Saved entries:
[Start of section]
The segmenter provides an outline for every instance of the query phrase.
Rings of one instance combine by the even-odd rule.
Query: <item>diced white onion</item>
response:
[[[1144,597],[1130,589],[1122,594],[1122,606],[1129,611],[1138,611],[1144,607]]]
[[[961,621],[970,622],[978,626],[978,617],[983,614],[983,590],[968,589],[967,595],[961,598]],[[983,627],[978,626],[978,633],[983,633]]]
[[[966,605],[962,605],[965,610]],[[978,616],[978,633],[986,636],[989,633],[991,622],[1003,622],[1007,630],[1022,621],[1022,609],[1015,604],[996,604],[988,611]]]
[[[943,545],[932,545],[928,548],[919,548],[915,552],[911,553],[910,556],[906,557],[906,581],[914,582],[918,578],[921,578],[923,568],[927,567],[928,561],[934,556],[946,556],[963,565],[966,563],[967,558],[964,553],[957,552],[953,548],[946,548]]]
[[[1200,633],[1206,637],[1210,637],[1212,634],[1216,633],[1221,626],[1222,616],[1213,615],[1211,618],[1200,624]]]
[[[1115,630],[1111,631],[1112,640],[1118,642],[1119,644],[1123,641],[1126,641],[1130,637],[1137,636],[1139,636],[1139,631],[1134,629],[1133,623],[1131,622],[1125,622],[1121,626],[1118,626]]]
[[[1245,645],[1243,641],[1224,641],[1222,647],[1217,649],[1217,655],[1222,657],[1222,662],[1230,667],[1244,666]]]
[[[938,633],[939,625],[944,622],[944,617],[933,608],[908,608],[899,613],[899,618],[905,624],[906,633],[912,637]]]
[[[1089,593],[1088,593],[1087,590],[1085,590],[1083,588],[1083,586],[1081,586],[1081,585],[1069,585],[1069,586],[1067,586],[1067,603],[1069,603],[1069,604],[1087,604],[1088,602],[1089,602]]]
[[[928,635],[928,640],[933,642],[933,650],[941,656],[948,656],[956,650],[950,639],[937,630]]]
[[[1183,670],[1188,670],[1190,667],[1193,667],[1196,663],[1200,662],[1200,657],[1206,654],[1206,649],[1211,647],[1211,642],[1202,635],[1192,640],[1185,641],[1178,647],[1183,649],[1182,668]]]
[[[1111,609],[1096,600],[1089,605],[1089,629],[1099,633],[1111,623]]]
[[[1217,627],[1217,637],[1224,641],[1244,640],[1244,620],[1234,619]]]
[End of section]
[Start of section]
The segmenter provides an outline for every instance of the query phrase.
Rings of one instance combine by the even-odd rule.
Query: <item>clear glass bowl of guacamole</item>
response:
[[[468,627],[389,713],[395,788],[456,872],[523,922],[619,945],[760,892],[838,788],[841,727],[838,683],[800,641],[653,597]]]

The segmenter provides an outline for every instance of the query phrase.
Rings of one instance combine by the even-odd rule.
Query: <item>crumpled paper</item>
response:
[End of section]
[Start of section]
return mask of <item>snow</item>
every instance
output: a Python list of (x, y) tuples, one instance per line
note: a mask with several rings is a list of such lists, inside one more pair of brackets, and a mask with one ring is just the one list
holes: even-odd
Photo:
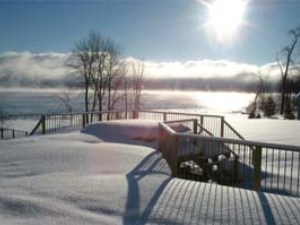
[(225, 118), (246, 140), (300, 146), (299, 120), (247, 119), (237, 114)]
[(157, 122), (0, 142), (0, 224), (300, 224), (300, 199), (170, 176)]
[End of section]
What needs to be done: Filter the entries and copy out every line with the word "mask".

Solution to the problem:
return mask of <item>snow</item>
note: a mask with several rings is a list of such lists, inside one more pair of brackets, and a mask with one ring is just the one list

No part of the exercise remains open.